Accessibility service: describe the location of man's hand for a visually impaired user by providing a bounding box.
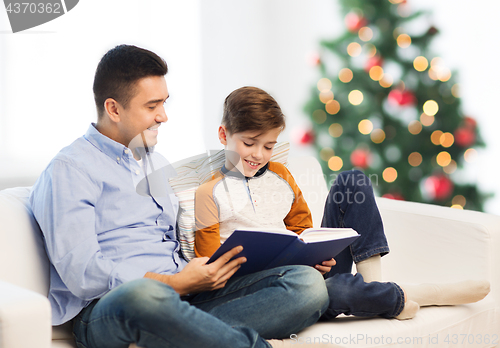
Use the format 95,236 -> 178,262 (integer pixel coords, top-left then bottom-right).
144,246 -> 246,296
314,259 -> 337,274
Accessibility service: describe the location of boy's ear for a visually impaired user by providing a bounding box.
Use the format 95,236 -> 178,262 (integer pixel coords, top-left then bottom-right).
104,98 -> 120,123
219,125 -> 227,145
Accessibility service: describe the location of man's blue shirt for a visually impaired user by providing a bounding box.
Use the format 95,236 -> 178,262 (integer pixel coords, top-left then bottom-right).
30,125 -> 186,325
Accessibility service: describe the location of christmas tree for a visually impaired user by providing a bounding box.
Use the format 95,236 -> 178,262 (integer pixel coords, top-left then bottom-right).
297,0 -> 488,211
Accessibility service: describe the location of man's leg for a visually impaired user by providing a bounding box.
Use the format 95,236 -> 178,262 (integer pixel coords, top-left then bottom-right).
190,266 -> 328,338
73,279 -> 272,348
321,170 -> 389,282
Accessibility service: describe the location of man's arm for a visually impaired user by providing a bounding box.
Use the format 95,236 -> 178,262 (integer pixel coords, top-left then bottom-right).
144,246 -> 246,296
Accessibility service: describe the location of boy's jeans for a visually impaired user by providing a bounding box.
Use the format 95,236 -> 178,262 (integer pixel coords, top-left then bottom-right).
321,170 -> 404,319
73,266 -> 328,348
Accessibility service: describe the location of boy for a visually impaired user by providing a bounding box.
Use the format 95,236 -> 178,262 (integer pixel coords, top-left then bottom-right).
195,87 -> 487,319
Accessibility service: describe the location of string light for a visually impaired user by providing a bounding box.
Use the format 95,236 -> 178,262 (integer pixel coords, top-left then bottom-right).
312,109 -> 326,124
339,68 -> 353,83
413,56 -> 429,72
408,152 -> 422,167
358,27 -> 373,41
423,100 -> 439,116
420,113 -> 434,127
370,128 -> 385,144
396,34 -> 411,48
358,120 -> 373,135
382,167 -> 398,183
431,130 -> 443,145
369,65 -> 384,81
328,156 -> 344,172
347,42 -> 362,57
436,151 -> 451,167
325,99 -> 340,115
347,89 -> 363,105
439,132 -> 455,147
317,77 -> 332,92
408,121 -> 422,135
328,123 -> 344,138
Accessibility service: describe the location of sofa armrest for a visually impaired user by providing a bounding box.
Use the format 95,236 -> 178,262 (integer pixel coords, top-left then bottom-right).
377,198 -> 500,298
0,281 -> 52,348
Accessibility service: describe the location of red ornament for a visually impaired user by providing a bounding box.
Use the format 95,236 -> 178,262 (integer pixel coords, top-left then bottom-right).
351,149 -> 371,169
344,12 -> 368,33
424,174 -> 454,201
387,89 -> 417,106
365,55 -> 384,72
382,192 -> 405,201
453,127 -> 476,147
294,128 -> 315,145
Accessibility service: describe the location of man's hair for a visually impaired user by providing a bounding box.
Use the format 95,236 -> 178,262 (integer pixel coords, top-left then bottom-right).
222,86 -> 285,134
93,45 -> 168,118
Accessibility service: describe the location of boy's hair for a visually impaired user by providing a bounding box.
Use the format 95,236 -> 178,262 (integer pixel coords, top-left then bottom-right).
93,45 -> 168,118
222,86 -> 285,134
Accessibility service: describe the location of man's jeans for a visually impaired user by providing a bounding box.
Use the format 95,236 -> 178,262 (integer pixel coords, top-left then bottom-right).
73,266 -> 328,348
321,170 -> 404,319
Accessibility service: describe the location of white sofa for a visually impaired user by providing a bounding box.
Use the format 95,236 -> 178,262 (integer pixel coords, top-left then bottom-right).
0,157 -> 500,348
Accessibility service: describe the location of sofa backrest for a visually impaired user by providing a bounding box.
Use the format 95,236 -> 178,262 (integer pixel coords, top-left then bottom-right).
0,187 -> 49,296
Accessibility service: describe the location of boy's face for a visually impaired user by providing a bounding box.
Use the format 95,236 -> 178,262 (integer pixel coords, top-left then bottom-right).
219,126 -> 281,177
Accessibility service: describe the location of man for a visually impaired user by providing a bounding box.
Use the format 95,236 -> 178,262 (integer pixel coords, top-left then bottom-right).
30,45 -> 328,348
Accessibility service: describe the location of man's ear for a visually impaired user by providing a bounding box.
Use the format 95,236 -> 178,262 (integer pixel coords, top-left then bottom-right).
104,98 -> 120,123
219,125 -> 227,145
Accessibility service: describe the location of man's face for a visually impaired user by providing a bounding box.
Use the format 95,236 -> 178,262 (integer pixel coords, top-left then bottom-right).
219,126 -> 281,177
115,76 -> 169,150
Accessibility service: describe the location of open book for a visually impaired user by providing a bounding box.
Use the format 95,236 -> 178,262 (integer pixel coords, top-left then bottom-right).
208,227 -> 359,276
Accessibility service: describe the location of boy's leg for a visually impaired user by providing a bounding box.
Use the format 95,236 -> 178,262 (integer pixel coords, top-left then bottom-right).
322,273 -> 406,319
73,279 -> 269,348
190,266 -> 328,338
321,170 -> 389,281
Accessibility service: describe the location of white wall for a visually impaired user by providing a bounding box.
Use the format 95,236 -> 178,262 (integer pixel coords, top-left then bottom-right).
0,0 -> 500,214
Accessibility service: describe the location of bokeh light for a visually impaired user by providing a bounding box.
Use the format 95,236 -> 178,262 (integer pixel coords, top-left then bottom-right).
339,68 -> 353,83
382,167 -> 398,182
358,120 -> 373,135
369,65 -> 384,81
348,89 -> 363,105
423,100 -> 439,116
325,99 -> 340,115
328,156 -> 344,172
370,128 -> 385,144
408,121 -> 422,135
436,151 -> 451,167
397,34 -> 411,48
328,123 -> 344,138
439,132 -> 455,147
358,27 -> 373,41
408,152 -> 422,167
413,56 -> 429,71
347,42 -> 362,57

**What you should do**:
Write out the data above as a JSON list of strings, one string per line, skipping blank lines and leaving out the pictures.

**Expected output**:
[
  "Accessibility service: describe the location of man's hand for a visually impaired user by providing a bounding box.",
  "Use the format 95,236 -> 178,262 (integer pixel coords, top-left then bottom-right).",
  "144,246 -> 246,296",
  "314,259 -> 337,274",
  "Accessibility service: describe the location of boy's ear for a visually impaired user by providing a bounding box.",
  "Use the format 95,236 -> 178,262 (integer pixel coords, top-left then bottom-right).",
  "104,98 -> 120,123",
  "219,125 -> 227,145",
  "Accessibility service: describe the location of man's blue shirt for a visually impaired user by providing a bounding box.",
  "Use the format 95,236 -> 178,262 (integer pixel coords, top-left then bottom-right).",
  "30,125 -> 186,325",
  "Accessibility service: describe the location of christmas tree for a visually impaired user by providing a bounding box.",
  "Use the format 95,236 -> 178,262 (integer pixel coords, top-left then bottom-right).",
  "297,0 -> 488,211",
  "Accessibility service: describe the location of man's leg for a visually impaired user by providing a bounding box.",
  "Use the format 95,236 -> 178,262 (integer pixel coords, top-left then bottom-right).",
  "190,266 -> 328,338",
  "73,279 -> 272,348",
  "321,170 -> 389,282",
  "Accessibility service: describe the location of man's arm for a visually impaired user by providing a bounding box.",
  "Use the format 95,236 -> 178,262 (integer pixel coords, top-left then bottom-right).",
  "144,246 -> 246,296",
  "Accessibility service: describe the location of boy's jeans for a visually impaired user by providing a bounding box.",
  "Use the format 95,236 -> 178,262 (integer pixel coords, top-left then bottom-right).",
  "321,170 -> 404,319",
  "73,266 -> 328,348",
  "Accessibility service: describe the location of boy for a visually impaired user by providing a bounding box.",
  "Use the format 95,236 -> 178,262 (integer pixel coords, top-left then bottom-right).",
  "195,87 -> 487,319",
  "Accessibility service: describe the location of string light for a visually impaired user by providing a bounding box.",
  "Use the format 95,236 -> 178,262 (integer pixel coords, top-left then bottom-right).",
  "312,109 -> 326,124",
  "339,68 -> 353,83",
  "413,56 -> 429,72",
  "408,152 -> 422,167",
  "358,27 -> 373,41",
  "423,100 -> 439,116",
  "420,113 -> 434,127",
  "370,128 -> 385,144",
  "396,34 -> 411,48",
  "358,120 -> 373,135",
  "382,167 -> 398,183",
  "431,130 -> 443,145",
  "369,65 -> 384,81",
  "328,156 -> 344,172",
  "347,42 -> 362,57",
  "436,151 -> 451,167",
  "325,99 -> 340,115",
  "347,89 -> 363,105",
  "439,132 -> 455,147",
  "317,77 -> 332,92",
  "408,121 -> 422,135",
  "328,123 -> 344,138",
  "Accessibility service: describe the location of sofa armrest for a visually impaired user by providing a bounding box.",
  "Use the format 95,236 -> 178,262 (integer pixel coords, top-left then bottom-right).",
  "377,198 -> 500,298",
  "0,281 -> 52,348",
  "Accessibility service: describe the location of red ornament for a visually impaired user by providing a bounding box.",
  "Use the format 95,236 -> 178,262 (integer pixel coords, top-left then bottom-right).",
  "351,149 -> 371,169",
  "344,12 -> 368,33",
  "424,174 -> 454,201",
  "387,89 -> 417,106",
  "365,55 -> 384,72",
  "382,192 -> 405,201",
  "453,127 -> 476,147",
  "294,128 -> 315,145",
  "Accessibility service: describe the location of man's hair for a visually impaired user by providing a bounding box.",
  "Use the format 95,236 -> 178,262 (integer pixel coords, top-left then bottom-right).",
  "222,86 -> 285,134",
  "93,45 -> 168,118",
  "Accessibility service: describe the location of boy's hair for a visually impaired user by providing a bounding box.",
  "Use the format 95,236 -> 178,262 (integer pixel coords, top-left then bottom-right).",
  "93,45 -> 168,118",
  "222,86 -> 285,134",
  "Accessibility service: describe the location of man's jeans for a visually impaired user by providing a bounding box.",
  "Use the format 95,236 -> 178,262 (integer pixel coords, top-left then bottom-right).",
  "73,266 -> 328,348",
  "321,170 -> 404,319",
  "Accessibility service: describe the location of white sofa for a visually impaired user by providing a bounding box.",
  "Use the format 95,236 -> 178,262 (integer pixel coords, top-left then bottom-right).",
  "0,157 -> 500,348",
  "Accessibility service: describe the location of sofa backrest for a visually impaired user by providing a bounding box.",
  "Use the format 95,236 -> 178,262 (integer pixel coords, top-left then bottom-right).",
  "0,187 -> 49,296",
  "Accessibility service: describe the location of boy's face for a visually impaired user by providing a bounding box.",
  "Use the format 95,236 -> 178,262 (integer pixel coords, top-left then bottom-right).",
  "219,126 -> 281,177",
  "Accessibility service: describe the location of man for a visually impaired user by providing a bounding box.",
  "Use the format 95,236 -> 178,262 (integer pixel coords, top-left then bottom-right).",
  "30,45 -> 328,348",
  "Accessibility service: describe the location of man's ear for a visually impaired user by providing a bounding box.",
  "Use the format 95,236 -> 178,262 (integer pixel coords, top-left then bottom-right).",
  "104,98 -> 120,123",
  "219,125 -> 227,145",
  "Accessibility service: describe the location of man's face for a visually impaired user by providing a bounding box.",
  "Use the format 95,236 -> 178,262 (integer pixel coords, top-left then bottom-right).",
  "219,126 -> 281,177",
  "115,76 -> 169,150",
  "Accessibility service: describe the location of open book for a visually impaired user by providing a bounding box.",
  "Use the format 95,236 -> 178,262 (integer pixel coords, top-left then bottom-right).",
  "208,227 -> 359,276",
  "Accessibility service: describe the location of boy's leg for a visually impaired user by providing a bounding box.",
  "Use the format 95,236 -> 178,262 (integer pixel coords, top-left then bottom-right).",
  "322,273 -> 406,319",
  "73,279 -> 269,348",
  "190,266 -> 328,338",
  "321,170 -> 389,281",
  "Accessibility service: describe the location of white wall for a visually impaired user by providing a bounding box.",
  "Use the format 95,236 -> 178,262 (integer pixel coords, top-left then bottom-right).",
  "0,0 -> 500,214",
  "Accessibility service: describe the location of bokeh light for a visually impaired user by providing a bounding box.",
  "Use the format 95,236 -> 178,262 (integer pixel coords, top-left then bottom-right).",
  "339,68 -> 353,83",
  "382,167 -> 398,182",
  "358,120 -> 373,135",
  "369,65 -> 384,81",
  "348,89 -> 363,105",
  "423,100 -> 439,116",
  "325,99 -> 340,115",
  "328,156 -> 344,172",
  "370,128 -> 385,144",
  "408,121 -> 422,135",
  "436,151 -> 451,167",
  "397,34 -> 411,48",
  "328,123 -> 344,138",
  "439,132 -> 455,147",
  "358,27 -> 373,41",
  "408,152 -> 422,167",
  "413,56 -> 429,71",
  "347,42 -> 362,57"
]